__ЗАДАНИЕ__: Извлеките из материала строки, начиная со строки с "target | camera with lens" и заканчивая строкой с "[(935, 712), (577, 491), (206, 775), (704, 528), (845, 819)]" включительно. Перепишите их без изменений.
........
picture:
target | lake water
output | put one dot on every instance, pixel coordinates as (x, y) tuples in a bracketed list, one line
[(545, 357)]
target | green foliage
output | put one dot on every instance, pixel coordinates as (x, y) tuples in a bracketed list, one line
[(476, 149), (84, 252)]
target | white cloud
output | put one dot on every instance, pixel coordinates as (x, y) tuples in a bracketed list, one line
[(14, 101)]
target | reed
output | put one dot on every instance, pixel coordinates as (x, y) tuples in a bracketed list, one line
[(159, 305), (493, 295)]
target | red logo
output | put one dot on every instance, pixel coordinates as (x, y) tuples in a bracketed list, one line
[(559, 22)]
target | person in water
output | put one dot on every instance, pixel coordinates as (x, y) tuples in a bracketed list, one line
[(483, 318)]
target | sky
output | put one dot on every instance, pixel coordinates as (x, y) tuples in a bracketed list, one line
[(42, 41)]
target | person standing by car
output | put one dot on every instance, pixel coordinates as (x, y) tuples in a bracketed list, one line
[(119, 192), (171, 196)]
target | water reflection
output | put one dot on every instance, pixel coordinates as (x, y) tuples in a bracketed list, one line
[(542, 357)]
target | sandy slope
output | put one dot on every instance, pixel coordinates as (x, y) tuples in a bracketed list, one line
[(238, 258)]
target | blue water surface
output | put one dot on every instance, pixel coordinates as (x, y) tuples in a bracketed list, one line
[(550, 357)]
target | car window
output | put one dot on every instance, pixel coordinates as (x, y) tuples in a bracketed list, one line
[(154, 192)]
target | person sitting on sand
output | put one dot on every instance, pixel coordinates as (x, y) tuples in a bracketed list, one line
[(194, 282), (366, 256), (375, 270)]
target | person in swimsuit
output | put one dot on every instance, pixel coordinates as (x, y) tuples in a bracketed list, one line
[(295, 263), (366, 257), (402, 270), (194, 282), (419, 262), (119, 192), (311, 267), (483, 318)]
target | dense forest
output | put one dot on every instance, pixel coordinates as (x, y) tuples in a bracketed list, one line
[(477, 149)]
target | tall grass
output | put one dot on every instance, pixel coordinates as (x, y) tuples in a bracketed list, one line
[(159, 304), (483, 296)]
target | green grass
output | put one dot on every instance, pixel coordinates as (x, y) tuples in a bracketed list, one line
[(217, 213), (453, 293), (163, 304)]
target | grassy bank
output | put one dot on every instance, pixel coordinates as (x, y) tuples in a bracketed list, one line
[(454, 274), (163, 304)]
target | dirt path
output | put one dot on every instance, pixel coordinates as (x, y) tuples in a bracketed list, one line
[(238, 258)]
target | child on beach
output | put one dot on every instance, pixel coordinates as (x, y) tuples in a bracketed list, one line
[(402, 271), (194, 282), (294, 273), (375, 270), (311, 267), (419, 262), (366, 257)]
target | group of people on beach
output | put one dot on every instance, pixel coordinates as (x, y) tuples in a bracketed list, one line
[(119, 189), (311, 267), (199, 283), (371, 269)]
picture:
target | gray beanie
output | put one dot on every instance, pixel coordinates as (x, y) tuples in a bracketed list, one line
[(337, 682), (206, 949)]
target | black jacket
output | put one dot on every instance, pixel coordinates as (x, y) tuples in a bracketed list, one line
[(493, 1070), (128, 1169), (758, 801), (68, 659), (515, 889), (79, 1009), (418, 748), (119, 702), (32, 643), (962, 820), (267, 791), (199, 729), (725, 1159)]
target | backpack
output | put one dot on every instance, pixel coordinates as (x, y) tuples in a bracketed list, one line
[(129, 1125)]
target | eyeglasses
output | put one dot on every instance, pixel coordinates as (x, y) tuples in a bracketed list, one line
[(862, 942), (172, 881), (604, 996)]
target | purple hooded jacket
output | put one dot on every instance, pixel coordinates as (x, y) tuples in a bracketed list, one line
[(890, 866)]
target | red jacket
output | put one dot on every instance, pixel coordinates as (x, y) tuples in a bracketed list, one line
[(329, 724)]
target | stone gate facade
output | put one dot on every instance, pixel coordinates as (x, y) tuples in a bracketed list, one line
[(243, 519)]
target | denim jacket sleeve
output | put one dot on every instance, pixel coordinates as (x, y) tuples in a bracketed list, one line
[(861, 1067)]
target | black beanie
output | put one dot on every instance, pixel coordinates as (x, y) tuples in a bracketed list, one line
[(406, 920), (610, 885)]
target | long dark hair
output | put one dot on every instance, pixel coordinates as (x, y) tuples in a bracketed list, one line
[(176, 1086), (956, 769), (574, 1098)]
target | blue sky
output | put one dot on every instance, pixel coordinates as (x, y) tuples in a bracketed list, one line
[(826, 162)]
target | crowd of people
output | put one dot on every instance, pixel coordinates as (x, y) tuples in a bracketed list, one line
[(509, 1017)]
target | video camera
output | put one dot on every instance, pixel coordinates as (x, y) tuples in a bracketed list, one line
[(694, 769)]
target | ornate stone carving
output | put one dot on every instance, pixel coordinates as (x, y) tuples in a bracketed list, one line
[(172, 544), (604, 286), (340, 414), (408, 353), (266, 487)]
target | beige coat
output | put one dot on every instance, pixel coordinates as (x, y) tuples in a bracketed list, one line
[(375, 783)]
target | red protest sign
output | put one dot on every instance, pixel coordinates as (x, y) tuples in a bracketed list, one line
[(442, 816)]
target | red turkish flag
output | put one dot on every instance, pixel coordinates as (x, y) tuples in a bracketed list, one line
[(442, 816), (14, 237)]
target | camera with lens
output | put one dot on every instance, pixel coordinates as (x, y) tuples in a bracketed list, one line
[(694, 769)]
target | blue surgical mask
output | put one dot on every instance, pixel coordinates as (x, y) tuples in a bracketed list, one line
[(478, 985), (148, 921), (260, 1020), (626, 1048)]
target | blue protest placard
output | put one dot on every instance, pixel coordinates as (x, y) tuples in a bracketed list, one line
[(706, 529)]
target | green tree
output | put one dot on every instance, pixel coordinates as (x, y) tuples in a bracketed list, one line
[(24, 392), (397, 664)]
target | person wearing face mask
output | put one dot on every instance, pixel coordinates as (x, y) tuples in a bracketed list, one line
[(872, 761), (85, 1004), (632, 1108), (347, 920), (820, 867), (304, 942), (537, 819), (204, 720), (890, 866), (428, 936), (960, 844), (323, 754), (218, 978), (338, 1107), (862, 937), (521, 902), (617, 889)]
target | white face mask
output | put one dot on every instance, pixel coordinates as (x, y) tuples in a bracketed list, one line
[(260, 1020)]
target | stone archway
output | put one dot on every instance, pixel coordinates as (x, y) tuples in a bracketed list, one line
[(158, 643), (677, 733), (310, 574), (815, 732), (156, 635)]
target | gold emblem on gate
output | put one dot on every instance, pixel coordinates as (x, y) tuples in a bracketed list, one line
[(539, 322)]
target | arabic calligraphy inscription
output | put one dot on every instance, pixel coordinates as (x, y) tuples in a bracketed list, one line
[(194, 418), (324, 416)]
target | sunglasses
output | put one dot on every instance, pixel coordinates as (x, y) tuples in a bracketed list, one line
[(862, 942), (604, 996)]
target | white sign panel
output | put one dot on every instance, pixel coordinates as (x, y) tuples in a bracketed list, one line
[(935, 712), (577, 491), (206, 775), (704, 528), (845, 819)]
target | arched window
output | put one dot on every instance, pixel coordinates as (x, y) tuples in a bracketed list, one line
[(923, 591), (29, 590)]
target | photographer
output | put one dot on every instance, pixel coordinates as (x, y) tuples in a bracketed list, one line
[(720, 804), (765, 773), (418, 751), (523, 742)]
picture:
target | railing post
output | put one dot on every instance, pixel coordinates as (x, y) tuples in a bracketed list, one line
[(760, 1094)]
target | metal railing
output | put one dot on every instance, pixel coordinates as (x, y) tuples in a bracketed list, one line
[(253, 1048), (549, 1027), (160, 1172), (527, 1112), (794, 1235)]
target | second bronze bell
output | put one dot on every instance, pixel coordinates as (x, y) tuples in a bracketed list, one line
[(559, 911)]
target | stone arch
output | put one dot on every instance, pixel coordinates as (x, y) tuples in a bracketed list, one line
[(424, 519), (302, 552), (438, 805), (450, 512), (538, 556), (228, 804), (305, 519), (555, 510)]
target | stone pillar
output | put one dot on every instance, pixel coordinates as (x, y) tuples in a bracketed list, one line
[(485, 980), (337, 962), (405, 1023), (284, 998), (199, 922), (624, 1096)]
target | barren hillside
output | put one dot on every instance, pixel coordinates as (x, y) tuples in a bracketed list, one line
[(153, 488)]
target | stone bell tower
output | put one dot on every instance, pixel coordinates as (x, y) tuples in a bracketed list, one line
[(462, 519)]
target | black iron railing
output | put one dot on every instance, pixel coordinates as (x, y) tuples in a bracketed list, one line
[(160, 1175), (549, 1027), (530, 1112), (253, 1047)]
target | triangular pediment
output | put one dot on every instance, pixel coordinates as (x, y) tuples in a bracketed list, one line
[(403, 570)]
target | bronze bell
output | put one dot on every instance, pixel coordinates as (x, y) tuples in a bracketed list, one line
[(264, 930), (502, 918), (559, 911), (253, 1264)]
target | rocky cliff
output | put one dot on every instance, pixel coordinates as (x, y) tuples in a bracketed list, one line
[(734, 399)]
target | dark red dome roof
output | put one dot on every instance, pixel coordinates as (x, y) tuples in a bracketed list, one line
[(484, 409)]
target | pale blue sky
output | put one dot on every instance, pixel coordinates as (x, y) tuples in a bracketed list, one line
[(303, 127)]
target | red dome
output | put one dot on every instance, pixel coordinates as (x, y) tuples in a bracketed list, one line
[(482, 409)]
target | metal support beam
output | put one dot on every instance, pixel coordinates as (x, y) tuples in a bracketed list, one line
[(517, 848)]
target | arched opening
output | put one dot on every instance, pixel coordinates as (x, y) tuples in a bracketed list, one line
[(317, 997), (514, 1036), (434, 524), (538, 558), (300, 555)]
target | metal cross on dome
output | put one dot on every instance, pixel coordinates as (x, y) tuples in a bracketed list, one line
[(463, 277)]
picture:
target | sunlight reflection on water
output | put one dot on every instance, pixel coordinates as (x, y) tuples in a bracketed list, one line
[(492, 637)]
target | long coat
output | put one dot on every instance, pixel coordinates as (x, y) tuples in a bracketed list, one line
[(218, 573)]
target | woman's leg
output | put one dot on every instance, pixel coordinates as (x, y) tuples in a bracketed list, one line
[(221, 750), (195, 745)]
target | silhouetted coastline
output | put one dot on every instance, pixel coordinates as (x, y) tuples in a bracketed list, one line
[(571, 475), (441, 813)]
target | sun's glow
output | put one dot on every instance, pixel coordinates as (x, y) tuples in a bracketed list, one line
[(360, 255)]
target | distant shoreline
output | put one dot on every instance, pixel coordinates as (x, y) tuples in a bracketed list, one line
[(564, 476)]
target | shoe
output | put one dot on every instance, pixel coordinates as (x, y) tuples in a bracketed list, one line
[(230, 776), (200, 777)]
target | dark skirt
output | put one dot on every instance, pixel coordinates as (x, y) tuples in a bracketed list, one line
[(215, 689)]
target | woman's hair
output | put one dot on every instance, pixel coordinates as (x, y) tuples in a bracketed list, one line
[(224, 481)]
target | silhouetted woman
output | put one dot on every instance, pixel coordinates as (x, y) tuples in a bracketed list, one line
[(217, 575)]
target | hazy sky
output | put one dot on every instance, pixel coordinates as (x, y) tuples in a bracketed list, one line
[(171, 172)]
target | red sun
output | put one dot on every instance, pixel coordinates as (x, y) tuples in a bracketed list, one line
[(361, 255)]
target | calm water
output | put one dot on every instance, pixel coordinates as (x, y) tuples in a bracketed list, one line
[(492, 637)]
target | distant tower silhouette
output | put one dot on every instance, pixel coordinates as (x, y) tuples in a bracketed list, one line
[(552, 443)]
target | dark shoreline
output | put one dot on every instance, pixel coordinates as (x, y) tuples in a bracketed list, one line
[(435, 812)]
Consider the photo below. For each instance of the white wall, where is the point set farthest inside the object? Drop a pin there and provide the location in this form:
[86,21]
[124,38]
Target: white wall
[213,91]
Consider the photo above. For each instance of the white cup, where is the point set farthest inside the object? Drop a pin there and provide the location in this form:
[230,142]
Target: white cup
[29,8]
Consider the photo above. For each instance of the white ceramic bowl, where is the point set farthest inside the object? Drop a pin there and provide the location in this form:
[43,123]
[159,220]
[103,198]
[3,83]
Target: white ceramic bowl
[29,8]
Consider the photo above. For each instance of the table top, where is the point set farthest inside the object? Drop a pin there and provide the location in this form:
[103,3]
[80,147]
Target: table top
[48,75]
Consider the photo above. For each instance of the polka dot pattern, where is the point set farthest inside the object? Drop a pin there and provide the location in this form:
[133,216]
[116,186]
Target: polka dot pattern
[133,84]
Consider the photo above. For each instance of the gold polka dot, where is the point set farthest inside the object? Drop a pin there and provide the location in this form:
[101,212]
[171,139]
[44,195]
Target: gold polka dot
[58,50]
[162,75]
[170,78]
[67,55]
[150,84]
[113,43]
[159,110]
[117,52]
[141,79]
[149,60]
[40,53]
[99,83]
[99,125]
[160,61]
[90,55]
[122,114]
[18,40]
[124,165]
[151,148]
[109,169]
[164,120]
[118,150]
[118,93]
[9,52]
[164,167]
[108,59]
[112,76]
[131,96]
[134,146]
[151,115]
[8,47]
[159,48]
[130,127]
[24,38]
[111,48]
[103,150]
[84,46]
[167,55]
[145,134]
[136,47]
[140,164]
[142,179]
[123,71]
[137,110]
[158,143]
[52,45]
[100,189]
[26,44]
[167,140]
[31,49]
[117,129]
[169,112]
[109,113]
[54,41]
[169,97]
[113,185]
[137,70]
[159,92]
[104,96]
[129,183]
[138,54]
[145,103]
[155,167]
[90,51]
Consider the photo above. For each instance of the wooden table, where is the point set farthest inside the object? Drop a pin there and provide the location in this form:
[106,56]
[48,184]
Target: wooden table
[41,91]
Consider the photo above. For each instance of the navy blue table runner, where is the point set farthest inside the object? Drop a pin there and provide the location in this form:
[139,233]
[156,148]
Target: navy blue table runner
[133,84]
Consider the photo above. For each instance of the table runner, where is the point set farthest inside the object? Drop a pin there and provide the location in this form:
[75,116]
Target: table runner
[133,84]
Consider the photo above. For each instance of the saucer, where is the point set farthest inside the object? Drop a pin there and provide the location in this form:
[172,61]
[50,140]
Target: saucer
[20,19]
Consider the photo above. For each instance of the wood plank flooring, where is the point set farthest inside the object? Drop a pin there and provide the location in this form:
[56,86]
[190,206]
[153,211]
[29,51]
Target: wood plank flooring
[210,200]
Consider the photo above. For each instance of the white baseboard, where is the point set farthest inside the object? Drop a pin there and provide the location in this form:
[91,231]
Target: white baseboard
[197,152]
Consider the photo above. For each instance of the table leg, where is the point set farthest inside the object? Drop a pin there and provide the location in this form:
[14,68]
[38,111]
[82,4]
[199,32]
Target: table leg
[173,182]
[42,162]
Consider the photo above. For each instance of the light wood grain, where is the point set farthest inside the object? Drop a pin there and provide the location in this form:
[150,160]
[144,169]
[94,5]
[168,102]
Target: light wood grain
........
__РЕЗУЛЬТАТ ЗАДАНИЯ__:
target | camera with lens
output | put one dot on every instance, pixel coordinates as (x, y) tuples in a bracketed list, one line
[(694, 769)]
target | blue surgical mask
output | put one dot on every instance, pixel coordinates as (x, y) tuples in a bracketed list, one line
[(478, 985), (148, 921), (260, 1020), (626, 1048)]
target | blue protest placard
output | put one dot on every instance, pixel coordinates as (x, y) tuples in a bracketed list, one line
[(706, 529)]
target | green tree
output | put one dot on every instance, pixel coordinates as (x, y) tuples in a bracketed list, one line
[(24, 392), (397, 664)]
target | person wearing face mask
output | put one dot on every instance, pixel coordinates as (x, y) tuples in a bracketed list, one line
[(872, 761), (85, 1004), (632, 1108), (347, 920), (820, 867), (304, 942), (537, 819), (204, 720), (890, 866), (428, 936), (960, 844), (323, 754), (218, 978), (338, 1107), (862, 937), (521, 902), (617, 889)]
target | white face mask
output | put one dot on every instance, pixel coordinates as (x, y) tuples in a bracketed list, one line
[(260, 1020)]
target | stone archway
output | put one dot on every instance, pixel coordinates as (x, y) tuples in a bracketed list, one line
[(158, 643), (677, 733), (310, 574), (815, 732), (156, 635)]
target | gold emblem on gate
output | put one dot on every instance, pixel coordinates as (x, y) tuples in a bracketed list, one line
[(539, 322)]
target | arabic calligraphy inscription
output | put one dot on every instance, pixel coordinates as (x, y) tuples in a bracketed list, one line
[(194, 418), (324, 416)]
target | sunglasses
output | put one dot on every instance, pixel coordinates as (x, y) tuples in a bracketed list, one line
[(862, 942), (604, 996)]
target | white sign panel
output | put one dot on every instance, pixel coordinates as (x, y) tuples in a bracketed list, one line
[(935, 712), (577, 491), (206, 775), (704, 528), (845, 819)]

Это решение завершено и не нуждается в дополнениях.